===== Document segment

Market Analysis
Urban development monitoring 2009
Social urban development monitoring: Berlin mapped in 447 planning areas
Berlin remeasured: the Senate Administration provides socio-structural data for 447 planning areas (Planungsraeume) for the first time, replacing the previous 319 traffic cells.
Peter Guthmann
The Senate Administration for Urban Development has published its Social Urban Development Monitoring 2009. For the first time, Berlin is divided into 447 planning areas (Planungsraeume) rather than the previous 319 traffic cells (Verkehrszellen). This more granular structure allows for more precise analysis of socio-structural changes at neighbourhood level.
What the monitoring covers
The indicator system evaluates each planning area along two dimensions: current status and the dynamics of change over a defined period. Factors include unemployment rate, share of welfare recipients and demographic composition.

==========

Actions to take:
- A) Decide whether each statement agrees with the article on Berlin's urban development monitoring: (i) the 2009 monitoring divides Berlin into 447 planning areas; (ii) the indicator system rates each planning area along three dimensions; (iii) unemployment rate is one of the factors considered. Answer yes or no for each and quote the words of the article that settle it.
- B) Reproduce the passage of the article on Berlin's urban development monitoring starting with "What the monitoring" and going on through "and demographic composition.".
- C) According to the article on Berlin's urban development monitoring, which body published the Social Urban Development Monitoring 2009?

===== Given entries

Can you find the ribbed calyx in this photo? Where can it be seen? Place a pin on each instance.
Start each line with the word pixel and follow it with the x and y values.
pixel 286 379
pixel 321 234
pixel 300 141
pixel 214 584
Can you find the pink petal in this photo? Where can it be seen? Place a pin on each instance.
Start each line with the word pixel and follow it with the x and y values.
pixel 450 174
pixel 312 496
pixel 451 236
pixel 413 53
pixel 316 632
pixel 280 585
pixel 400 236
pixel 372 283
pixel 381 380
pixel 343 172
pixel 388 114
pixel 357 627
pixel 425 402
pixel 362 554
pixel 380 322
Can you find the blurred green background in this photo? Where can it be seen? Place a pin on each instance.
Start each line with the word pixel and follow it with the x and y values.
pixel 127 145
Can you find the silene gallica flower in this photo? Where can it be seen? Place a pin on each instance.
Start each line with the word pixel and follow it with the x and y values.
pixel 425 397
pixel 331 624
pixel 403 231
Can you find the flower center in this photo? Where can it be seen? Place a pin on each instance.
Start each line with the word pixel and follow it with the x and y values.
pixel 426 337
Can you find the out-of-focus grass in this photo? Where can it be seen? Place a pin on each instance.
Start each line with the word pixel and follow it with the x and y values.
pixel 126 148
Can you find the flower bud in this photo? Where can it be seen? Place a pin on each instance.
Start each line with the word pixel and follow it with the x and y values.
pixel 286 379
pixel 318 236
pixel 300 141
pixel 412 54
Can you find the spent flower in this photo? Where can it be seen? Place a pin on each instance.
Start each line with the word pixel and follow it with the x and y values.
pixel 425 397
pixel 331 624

==========
===== Given entries

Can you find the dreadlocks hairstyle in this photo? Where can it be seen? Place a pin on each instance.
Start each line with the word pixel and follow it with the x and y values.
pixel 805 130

==========
===== Given entries

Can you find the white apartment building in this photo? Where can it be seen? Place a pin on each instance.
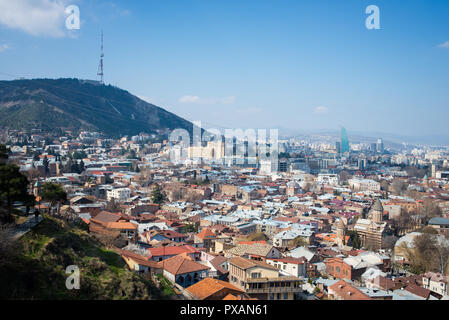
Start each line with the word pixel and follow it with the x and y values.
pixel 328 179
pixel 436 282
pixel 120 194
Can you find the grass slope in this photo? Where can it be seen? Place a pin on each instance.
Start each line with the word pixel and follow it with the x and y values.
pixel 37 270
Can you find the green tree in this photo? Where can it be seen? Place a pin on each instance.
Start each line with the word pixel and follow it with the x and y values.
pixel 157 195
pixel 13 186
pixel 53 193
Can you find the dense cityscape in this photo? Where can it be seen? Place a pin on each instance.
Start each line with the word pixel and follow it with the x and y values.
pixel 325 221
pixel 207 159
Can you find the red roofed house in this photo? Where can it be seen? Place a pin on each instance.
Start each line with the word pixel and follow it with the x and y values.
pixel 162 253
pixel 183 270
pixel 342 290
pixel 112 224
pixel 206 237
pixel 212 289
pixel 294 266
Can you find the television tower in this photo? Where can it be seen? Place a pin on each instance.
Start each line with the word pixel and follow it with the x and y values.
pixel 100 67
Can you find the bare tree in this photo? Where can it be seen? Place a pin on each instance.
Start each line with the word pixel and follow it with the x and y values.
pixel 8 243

==========

Results by task:
- A)
(i) Yes: "For the first time, Berlin is divided into 447 planning areas (Planungsraeume) rather than the previous 319 traffic cells (Verkehrszellen)."
(ii) No: "The indicator system evaluates each planning area along two dimensions: current status and the dynamics of change over a defined period."
(iii) Yes: "Factors include unemployment rate, share of welfare recipients and demographic composition."

- B)
What the monitoring covers
The indicator system evaluates each planning area along two dimensions: current status and the dynamics of change over a defined period. Factors include unemployment rate, share of welfare recipients and demographic composition.

- C) The Senate Administration for Urban Development.